── Supplied text ──
Re: CVS commit: src/sys/dev/scsipi

2012-04-19 Thread Warner Losh

On Apr 19, 2012, at 6:03 PM, matthew green wrote:
 But that's a problem with autoconf not dealing with non-MPSAFE drivers,
 not the driver themselve (they were working before the MP changes, they
 should continue to work as-is). If you want autoconf to not run
 under the KERNEL_LOCK when not needed, then is has to be extended so that
 MPSAFE drivers can register themselves as MPSAFE, so that non-MPSAFE
 drivers are still called with KERNEL_LOCK.
 
 it seems the wrong answer to me.  instead of fixing the one or
 two drivers you've found problems in, you want to add more
 infrastructure (IMO clutter) to the system and patch all the
 drivers that *are* ok.  considering that this problem is
 very specific to scsipi, i don't think that is a viable
 solution.

FreeBSD started out with MPSAFE and then went to NEEDS_GIANT as flags for the 
drivers.  I'm with Matthew: patch the drivers that are broken (or not known to 
be safe) and then you have a convenient thing to grep for when you want to 
expand the drivers that are safe.  Much better that way, and it turned out to 
be a big win in FreeBSD when we went from opt-in MPSAFE to out-out...

Warner
───
── Records shown ──
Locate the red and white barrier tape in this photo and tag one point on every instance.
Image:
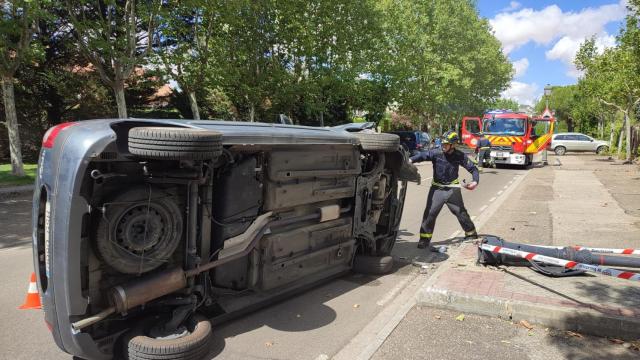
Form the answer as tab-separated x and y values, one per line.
597	250
561	262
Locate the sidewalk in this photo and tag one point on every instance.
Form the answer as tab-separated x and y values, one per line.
585	201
───
[Task requirements]
[1] Do these statements agree with the scsipi thread? Answer yes or no for each and quote the deciding words of the thread. (a) FreeBSD moved from MPSAFE flags to NEEDS_GIANT flags for its drivers. (b) Warner Losh disagrees with Matthew. (c) Non-MPSAFE drivers were working before the MP changes.
[2] Reproduce, unchanged, the lines of the records from the line containing "Locate the sidewalk" through the end of the records.

[Problem solutions]
[1]
(a) Yes: "FreeBSD started out with MPSAFE and then went to NEEDS_GIANT as flags for the drivers."
(b) No: "I'm with Matthew"
(c) Yes: "they were working before the MP changes"

[2]
Locate the sidewalk in this photo and tag one point on every instance.
Form the answer as tab-separated x and y values, one per line.
585	201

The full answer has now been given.